[Work to be completed] Among the lines below, copy each one in which "output" appears.

[Data]
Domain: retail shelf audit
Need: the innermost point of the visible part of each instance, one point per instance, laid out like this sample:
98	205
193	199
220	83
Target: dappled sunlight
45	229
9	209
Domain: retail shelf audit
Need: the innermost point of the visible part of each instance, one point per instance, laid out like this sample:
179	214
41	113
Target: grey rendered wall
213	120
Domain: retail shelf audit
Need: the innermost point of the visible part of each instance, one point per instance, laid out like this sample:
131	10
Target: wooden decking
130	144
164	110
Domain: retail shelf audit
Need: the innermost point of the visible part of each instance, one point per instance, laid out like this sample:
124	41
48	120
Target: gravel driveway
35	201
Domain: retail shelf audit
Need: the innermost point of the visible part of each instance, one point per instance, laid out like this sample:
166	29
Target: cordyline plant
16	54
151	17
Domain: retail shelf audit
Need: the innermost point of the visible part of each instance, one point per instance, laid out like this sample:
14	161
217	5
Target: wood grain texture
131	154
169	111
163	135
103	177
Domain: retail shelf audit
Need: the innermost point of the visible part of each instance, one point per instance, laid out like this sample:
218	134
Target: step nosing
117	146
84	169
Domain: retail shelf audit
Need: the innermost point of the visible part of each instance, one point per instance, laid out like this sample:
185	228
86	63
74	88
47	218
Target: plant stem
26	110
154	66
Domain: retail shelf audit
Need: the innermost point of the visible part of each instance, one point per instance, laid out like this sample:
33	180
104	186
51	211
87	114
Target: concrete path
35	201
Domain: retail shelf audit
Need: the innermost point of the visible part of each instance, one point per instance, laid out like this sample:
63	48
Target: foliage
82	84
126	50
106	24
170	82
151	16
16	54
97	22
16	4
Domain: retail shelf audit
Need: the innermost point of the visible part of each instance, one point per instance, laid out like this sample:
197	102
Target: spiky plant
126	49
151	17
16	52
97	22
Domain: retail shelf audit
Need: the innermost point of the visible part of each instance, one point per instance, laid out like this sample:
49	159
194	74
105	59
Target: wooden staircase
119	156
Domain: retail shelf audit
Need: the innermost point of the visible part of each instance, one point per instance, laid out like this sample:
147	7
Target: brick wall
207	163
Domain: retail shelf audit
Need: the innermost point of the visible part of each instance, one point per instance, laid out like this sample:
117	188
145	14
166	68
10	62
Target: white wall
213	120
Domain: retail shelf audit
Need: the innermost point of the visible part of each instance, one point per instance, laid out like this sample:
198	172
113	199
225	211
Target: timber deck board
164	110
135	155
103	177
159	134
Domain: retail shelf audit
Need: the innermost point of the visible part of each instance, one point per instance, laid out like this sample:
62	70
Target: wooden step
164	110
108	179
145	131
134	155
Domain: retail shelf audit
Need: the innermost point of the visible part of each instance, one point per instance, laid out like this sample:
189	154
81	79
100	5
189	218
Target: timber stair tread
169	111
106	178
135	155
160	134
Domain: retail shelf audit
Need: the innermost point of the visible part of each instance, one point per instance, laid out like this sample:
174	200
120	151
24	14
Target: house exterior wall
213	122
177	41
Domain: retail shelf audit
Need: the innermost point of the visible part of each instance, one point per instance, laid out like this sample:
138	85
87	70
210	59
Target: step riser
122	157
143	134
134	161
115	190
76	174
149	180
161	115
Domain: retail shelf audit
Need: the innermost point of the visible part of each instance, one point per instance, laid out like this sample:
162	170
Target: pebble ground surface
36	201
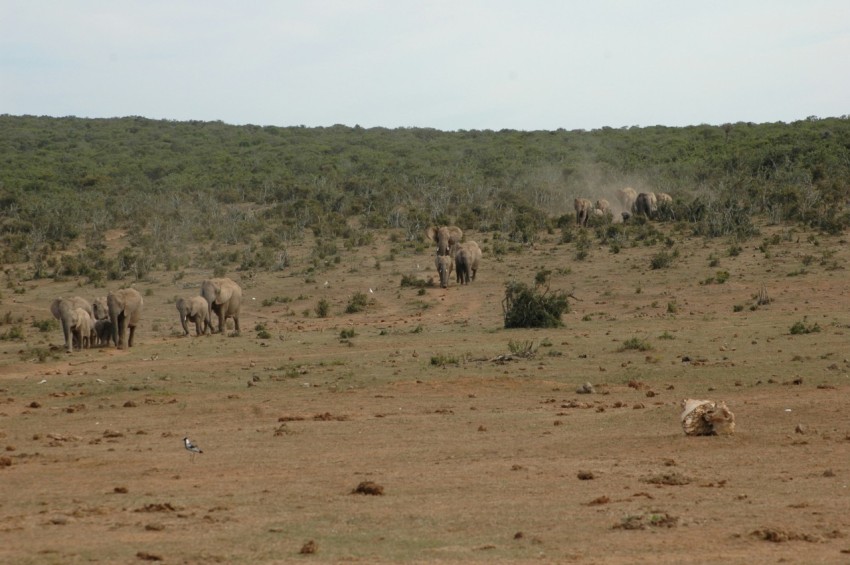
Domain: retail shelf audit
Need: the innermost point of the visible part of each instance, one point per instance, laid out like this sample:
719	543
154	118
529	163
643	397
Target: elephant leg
122	331
66	329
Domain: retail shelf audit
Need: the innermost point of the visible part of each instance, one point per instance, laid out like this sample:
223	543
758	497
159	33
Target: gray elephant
584	208
445	237
99	308
64	310
627	197
444	264
103	331
646	204
467	258
194	309
125	311
225	300
83	328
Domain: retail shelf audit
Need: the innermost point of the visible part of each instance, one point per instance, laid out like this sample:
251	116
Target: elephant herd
114	317
632	203
463	258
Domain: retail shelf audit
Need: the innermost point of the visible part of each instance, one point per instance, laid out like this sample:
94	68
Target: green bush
527	307
801	328
636	344
323	308
358	303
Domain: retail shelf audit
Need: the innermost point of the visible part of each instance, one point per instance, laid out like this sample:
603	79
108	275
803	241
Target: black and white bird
191	447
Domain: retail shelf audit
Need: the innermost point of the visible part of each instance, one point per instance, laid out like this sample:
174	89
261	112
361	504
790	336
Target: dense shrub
527	307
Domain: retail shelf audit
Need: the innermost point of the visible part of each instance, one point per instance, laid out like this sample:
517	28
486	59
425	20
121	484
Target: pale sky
444	64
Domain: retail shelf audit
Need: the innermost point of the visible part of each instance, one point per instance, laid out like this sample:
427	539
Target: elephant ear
54	308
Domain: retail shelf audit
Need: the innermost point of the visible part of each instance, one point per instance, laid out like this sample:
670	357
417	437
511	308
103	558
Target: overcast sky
453	64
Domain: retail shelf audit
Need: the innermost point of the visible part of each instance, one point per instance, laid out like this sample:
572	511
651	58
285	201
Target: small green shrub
442	360
323	308
801	328
526	307
636	344
358	303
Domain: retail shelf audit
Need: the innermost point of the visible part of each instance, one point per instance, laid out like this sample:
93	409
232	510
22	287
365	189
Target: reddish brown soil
478	458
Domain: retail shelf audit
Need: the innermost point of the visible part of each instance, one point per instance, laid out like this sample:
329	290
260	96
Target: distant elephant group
114	317
463	258
631	203
111	318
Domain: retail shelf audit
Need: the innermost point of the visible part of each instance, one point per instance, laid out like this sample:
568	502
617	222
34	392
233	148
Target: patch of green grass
801	328
357	303
636	344
441	360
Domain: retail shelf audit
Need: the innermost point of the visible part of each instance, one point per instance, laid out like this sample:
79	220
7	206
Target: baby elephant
466	261
194	309
444	265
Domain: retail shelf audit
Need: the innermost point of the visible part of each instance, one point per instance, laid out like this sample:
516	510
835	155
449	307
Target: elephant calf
584	208
65	310
444	265
225	300
194	309
125	310
103	331
466	261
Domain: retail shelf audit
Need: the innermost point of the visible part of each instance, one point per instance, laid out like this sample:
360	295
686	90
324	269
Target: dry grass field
466	452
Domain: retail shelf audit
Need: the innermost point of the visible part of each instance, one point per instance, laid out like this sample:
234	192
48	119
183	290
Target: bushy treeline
173	183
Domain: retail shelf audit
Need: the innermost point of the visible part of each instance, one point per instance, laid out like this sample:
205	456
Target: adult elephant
194	309
445	237
627	197
225	300
64	310
444	264
125	310
584	208
646	204
467	258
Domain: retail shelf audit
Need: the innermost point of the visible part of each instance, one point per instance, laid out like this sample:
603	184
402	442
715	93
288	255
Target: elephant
125	310
627	197
83	328
444	264
584	208
103	331
646	204
100	309
603	207
445	236
194	309
63	309
467	258
225	299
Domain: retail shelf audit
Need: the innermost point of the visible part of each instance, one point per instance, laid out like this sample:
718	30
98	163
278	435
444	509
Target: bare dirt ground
471	457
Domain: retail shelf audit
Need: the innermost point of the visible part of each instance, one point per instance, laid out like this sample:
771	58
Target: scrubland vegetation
209	185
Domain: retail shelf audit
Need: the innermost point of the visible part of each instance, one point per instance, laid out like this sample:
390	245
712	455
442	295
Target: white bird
191	447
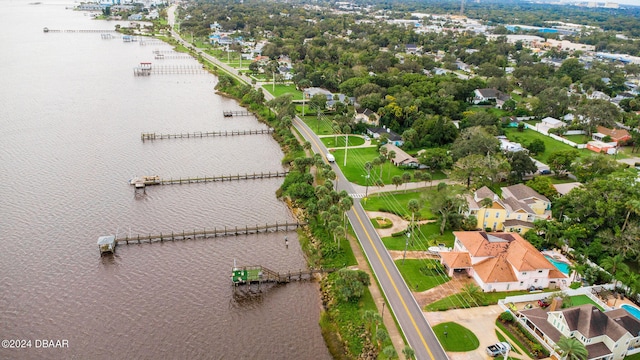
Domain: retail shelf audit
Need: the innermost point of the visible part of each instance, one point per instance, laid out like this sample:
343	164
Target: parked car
500	348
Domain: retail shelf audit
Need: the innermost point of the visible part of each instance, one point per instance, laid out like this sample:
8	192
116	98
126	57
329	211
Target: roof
489	93
456	259
504	253
522	192
552	121
613	133
392	135
563	189
515	222
592	322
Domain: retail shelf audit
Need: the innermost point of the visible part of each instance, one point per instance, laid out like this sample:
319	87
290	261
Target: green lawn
462	301
330	141
502	338
421	274
525	137
319	126
281	89
356	158
578	139
458	338
397	203
427	235
583	299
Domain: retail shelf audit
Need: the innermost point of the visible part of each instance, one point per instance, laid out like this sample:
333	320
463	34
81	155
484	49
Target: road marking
395	287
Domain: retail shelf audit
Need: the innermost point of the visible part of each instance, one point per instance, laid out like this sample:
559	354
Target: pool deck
556	255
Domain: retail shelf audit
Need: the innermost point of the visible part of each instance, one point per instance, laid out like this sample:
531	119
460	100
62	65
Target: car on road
500	348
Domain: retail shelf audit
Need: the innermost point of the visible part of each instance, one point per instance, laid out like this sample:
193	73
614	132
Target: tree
597	112
613	264
590	167
413	206
536	146
408	353
406	178
474	140
436	159
521	164
448	204
560	161
469	169
571	349
396	180
350	285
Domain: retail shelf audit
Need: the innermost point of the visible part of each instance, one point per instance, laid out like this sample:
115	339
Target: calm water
71	117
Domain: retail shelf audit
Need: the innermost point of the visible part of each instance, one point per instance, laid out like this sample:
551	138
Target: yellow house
514	212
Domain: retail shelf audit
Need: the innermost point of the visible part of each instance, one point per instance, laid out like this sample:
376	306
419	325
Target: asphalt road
412	322
415	327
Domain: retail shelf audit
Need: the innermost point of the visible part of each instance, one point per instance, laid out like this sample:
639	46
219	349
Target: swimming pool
560	265
632	310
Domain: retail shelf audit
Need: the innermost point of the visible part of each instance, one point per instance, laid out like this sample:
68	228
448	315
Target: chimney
556	304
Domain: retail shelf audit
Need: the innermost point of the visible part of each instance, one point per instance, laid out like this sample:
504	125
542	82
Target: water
560	265
71	120
632	310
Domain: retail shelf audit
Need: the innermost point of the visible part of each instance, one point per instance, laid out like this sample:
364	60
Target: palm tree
633	206
408	352
613	264
414	207
571	349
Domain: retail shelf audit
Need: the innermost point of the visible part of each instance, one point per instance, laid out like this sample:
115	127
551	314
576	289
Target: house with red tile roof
500	262
610	335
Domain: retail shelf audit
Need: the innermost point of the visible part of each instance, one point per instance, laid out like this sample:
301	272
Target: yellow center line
395	287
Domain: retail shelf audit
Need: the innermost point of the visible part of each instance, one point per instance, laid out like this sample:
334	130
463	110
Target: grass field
330	141
421	275
426	235
281	89
457	338
525	137
396	203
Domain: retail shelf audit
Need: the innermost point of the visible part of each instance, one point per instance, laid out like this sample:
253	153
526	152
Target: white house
500	261
608	335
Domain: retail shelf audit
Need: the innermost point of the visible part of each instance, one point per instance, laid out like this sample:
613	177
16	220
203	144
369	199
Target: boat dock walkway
209	233
143	181
200	134
236	113
248	275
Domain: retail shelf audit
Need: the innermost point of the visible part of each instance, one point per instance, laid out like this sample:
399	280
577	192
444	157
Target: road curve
412	322
414	325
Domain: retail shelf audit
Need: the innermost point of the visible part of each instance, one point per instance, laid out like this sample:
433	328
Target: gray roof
521	192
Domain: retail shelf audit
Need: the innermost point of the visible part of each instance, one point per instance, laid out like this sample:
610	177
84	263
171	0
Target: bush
506	316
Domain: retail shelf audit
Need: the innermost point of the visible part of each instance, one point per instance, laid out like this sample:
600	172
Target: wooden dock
247	275
200	134
209	233
169	70
47	30
236	113
205	179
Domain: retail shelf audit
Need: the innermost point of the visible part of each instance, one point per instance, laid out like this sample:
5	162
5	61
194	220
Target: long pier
141	182
168	70
47	30
200	134
247	275
236	113
209	233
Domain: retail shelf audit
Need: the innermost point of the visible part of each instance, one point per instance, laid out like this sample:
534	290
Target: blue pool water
560	265
632	310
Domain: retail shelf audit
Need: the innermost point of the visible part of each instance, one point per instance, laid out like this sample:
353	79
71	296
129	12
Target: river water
70	122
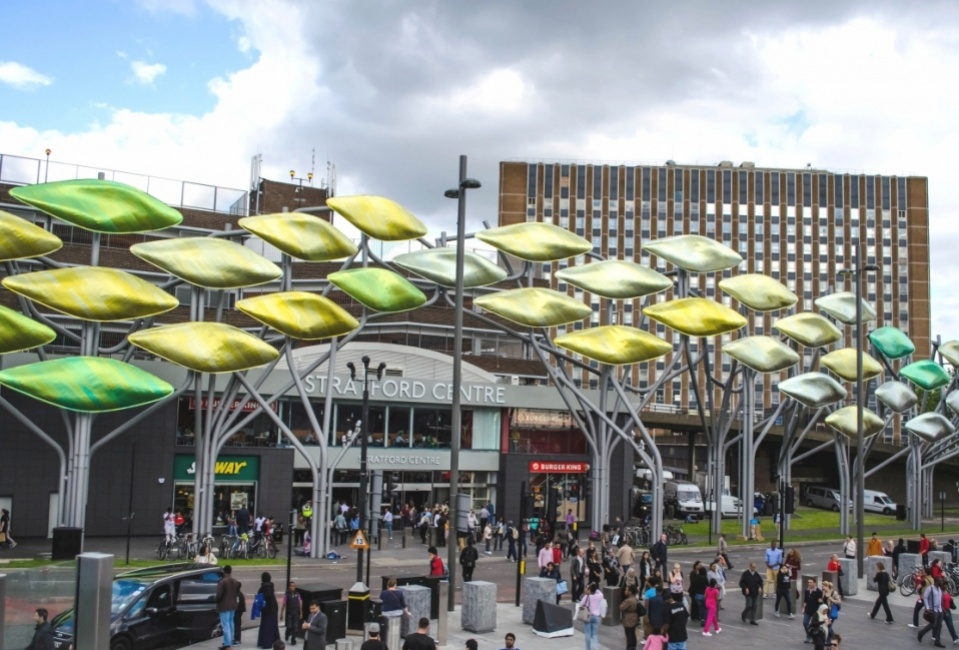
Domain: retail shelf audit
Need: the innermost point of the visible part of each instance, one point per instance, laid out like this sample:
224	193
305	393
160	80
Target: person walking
468	559
595	604
751	584
812	599
269	630
711	603
512	536
227	591
783	591
314	628
291	611
882	581
676	619
932	601
660	553
630	610
774	560
722	550
42	632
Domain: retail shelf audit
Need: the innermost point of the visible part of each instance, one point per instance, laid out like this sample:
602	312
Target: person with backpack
437	570
595	606
468	559
291	612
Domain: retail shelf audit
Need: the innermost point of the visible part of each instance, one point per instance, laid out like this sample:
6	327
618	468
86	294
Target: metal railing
18	170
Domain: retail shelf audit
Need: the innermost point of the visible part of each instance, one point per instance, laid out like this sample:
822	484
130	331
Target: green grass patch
806	525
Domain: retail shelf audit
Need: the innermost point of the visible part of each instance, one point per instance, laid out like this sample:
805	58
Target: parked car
157	606
823	497
876	501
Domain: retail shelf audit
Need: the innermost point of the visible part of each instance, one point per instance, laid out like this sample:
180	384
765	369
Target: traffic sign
359	541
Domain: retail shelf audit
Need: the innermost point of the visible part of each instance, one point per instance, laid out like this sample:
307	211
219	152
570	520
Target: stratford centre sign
405	460
408	390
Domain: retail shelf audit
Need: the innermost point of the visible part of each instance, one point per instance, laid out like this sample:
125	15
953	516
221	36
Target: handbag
584	611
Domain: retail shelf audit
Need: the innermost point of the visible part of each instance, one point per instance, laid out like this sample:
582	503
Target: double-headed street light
856	273
456	422
364	448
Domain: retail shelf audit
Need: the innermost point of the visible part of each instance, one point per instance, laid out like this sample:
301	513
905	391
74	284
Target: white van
730	506
686	496
876	501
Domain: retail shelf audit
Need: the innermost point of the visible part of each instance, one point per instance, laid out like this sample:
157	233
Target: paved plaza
856	629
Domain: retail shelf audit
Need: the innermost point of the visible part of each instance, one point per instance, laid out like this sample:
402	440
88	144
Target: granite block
613	596
479	606
536	589
418	601
850	577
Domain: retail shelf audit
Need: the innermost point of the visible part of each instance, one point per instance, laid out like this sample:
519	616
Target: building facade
798	226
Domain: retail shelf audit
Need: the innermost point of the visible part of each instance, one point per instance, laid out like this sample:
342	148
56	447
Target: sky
393	92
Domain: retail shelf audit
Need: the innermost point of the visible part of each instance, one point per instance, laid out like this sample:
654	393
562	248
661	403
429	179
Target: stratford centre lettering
408	389
387	459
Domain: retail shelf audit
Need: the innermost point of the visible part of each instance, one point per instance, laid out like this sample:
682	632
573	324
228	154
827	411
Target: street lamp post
856	273
456	423
364	448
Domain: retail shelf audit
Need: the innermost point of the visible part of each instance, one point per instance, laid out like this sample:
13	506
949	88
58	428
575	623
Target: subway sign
228	468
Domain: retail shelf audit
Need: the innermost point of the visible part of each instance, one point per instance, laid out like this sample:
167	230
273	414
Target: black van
156	606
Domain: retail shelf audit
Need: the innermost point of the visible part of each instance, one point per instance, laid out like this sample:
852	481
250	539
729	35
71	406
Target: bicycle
166	548
675	535
908	580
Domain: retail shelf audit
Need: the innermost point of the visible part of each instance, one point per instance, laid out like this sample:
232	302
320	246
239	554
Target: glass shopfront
236	481
556	487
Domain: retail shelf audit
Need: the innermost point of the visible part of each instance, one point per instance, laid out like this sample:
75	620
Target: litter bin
335	611
67	543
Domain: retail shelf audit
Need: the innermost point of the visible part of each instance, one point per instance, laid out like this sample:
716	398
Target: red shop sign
557	467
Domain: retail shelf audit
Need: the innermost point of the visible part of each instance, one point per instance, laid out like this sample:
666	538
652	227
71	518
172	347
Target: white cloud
146	73
22	77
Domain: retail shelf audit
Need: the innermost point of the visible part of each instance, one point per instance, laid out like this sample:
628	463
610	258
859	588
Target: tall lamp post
856	272
364	447
456	423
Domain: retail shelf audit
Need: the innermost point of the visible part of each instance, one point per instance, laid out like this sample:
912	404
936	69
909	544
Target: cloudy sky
393	92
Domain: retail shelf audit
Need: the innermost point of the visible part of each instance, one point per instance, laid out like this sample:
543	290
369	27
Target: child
712	608
656	640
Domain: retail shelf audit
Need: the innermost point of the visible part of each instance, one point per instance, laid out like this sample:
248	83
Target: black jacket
659	553
751	583
42	637
811	600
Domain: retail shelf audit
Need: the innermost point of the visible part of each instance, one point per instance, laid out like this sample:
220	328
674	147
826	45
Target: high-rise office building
799	226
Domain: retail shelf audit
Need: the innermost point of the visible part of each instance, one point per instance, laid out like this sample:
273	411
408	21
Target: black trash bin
67	543
335	611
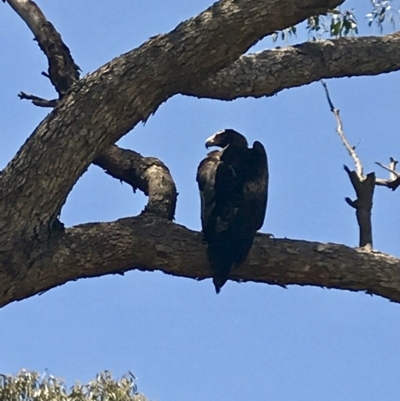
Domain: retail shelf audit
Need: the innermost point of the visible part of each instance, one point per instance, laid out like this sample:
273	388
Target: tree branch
38	101
267	73
62	71
394	180
131	88
148	243
148	174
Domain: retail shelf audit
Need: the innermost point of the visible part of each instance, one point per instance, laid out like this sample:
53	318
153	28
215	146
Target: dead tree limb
393	182
363	185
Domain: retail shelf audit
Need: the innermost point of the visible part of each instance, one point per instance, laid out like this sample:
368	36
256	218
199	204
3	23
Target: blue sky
182	341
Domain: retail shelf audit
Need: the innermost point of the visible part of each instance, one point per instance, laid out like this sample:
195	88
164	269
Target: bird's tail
219	282
221	265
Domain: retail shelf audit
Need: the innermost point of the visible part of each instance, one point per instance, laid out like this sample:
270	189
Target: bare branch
131	88
364	188
148	174
267	73
63	72
394	181
148	243
38	101
340	131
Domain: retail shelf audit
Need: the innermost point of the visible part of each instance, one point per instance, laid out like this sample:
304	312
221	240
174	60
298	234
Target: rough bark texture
268	72
147	174
149	243
200	58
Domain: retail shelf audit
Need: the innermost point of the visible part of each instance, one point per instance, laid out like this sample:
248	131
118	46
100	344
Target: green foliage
337	23
382	11
30	386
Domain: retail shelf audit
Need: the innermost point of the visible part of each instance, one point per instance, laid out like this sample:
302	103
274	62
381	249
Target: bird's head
226	137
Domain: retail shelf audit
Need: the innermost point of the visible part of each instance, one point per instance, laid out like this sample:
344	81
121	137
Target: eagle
233	185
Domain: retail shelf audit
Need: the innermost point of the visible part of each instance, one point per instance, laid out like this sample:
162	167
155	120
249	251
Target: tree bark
148	243
201	57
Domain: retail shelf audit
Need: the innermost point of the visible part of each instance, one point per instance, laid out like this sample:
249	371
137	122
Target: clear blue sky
183	342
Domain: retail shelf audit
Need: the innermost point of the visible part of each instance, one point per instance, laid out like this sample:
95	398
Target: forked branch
147	174
363	185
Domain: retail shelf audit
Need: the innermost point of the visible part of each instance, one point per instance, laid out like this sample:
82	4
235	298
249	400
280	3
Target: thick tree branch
148	243
268	72
63	72
147	174
131	87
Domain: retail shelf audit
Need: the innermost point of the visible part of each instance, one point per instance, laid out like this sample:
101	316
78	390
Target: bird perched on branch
233	184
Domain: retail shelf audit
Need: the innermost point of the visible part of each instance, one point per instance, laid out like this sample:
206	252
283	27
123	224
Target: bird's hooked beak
211	141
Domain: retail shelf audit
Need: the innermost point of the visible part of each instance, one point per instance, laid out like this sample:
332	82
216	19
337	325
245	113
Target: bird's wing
259	183
206	173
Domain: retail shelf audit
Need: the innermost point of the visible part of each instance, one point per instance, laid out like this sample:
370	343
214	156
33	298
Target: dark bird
233	184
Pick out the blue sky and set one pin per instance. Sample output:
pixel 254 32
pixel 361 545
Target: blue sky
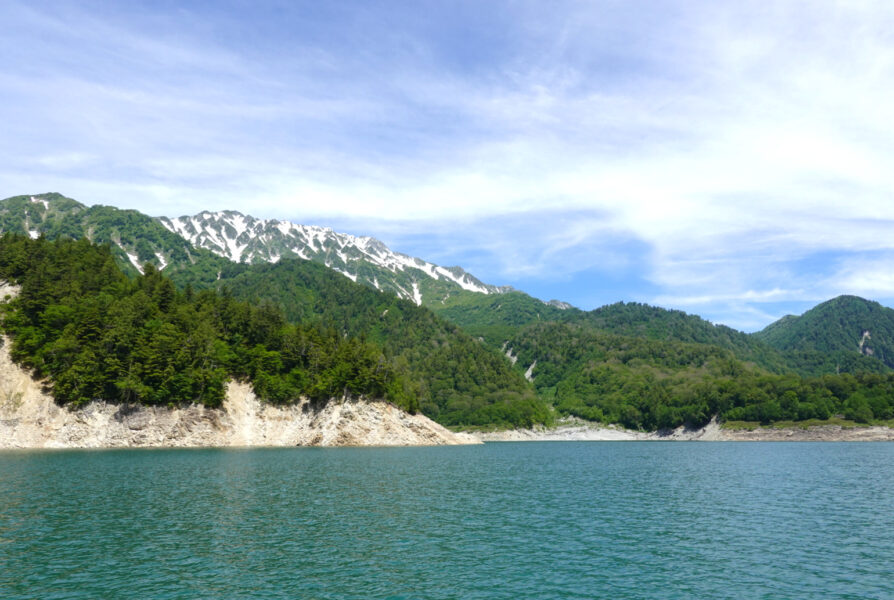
pixel 725 158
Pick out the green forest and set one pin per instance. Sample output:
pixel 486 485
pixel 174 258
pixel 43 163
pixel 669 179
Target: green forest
pixel 94 333
pixel 93 327
pixel 658 384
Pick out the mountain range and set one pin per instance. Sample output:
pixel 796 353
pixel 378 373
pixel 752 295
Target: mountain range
pixel 626 351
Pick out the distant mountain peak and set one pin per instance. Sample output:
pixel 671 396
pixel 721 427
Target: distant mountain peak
pixel 243 238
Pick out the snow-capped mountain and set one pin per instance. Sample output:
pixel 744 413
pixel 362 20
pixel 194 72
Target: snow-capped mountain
pixel 243 238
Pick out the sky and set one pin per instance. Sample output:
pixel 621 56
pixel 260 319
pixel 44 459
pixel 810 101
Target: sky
pixel 731 159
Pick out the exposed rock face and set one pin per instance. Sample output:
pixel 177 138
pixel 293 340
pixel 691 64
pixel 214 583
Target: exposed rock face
pixel 30 418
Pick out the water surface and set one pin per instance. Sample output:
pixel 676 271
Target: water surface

[Written answer]
Pick out the blue sky and set one pin per instance. Sample output:
Pick out the green forest and set one pin per instance. Sample output:
Pick out the mountain range and set one pin per instance. Sample output:
Pick out the distant mountain peak and set one pin per instance. Sample output:
Pick out the snow-capped mountain and set one pin per instance. Sample output:
Pick out the sky and set one pin per instance. Sample output:
Pick out the exposed rock face and set one pin per instance. Sample output:
Pick out the water surface and set one pin per instance. Sample output:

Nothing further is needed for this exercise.